*Direction 1:* Please rewrite the passage on Spanish and English in the United States, beginning at the words "In May, the" and stopping after "a ‘foreign’ language.". Replace "lawsuit" with "complaint".
*Direction 2:* Extend the passage on Spanish and English in the United States, picking up after its final sentence.

*Reading passage:*
* Start *

Judging by states like New Mexico and California – the two with the largest Spanish-speaking populations in the Union – it is almost a foregone conclusion that the English language is suffering a slow death.

Spanish is all around us. It has somehow become a ‘natural’ part of our lives. Depending on where you live, you can’t go outside for more than a few minutes without hearing someone speaking the language. Elementary schools have classes with more Spanish-speaking children than those who speak English. Employment is getting more difficult because many employers require their employees to be bilingual to be able to serve their Spanish customers. And the laws of the land only encourage the language takeover rather than protecting our national language.

In May, the grocery chain store Albertsons in San Diego, CA had a lawsuit filed against them that claimed they were harassing Hispanic employees for speaking Spanish. According to KDVR, the employees were told they couldn’t speak Spanish around non-Spanish speaking employees. The store, of course, denies the claim, but this is a good example of just how fed up people are getting with the growing use of a ‘foreign’ language.

* End *

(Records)
* Start *

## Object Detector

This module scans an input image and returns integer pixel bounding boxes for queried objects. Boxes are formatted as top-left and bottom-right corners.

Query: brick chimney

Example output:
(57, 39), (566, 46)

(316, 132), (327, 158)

* End *

*Task answer 1:*
In May, the grocery chain store Albertsons in San Diego, CA had a complaint filed against them that claimed they were harassing Hispanic employees for speaking Spanish. According to KDVR, the employees were told they couldn’t speak Spanish around non-Spanish speaking employees. The store, of course, denies the claim, but this is a good example of just how fed up people are getting with the growing use of a ‘foreign’ language.

*Task answer 2:*
True, many would argue that Spanish was the language of California when it was part of Mexico. But then, the Golden State is no longer part of Mexico and hasn’t been for a very long time. And before that, it was home to the Indigenous people.  Right or wrong, the land was conquered, and the language should reflect the country it belongs to.

One of the biggest areas we see the Spanish language influence is in schools. As The American Conservative reported:

The state now has 22 counties where at least one-third of school-age children speak Spanish, including 46 percent of children in Los Angeles, 60 percent in Monterey, and 71 percent in Imperial County. The same figure rises to over 80 percent in parts of southern Texas and Arizona. Even Kansas and Nebraska—hardly traditional immigrant destinations—now have counties where over half the school-age children speak Spanish at home.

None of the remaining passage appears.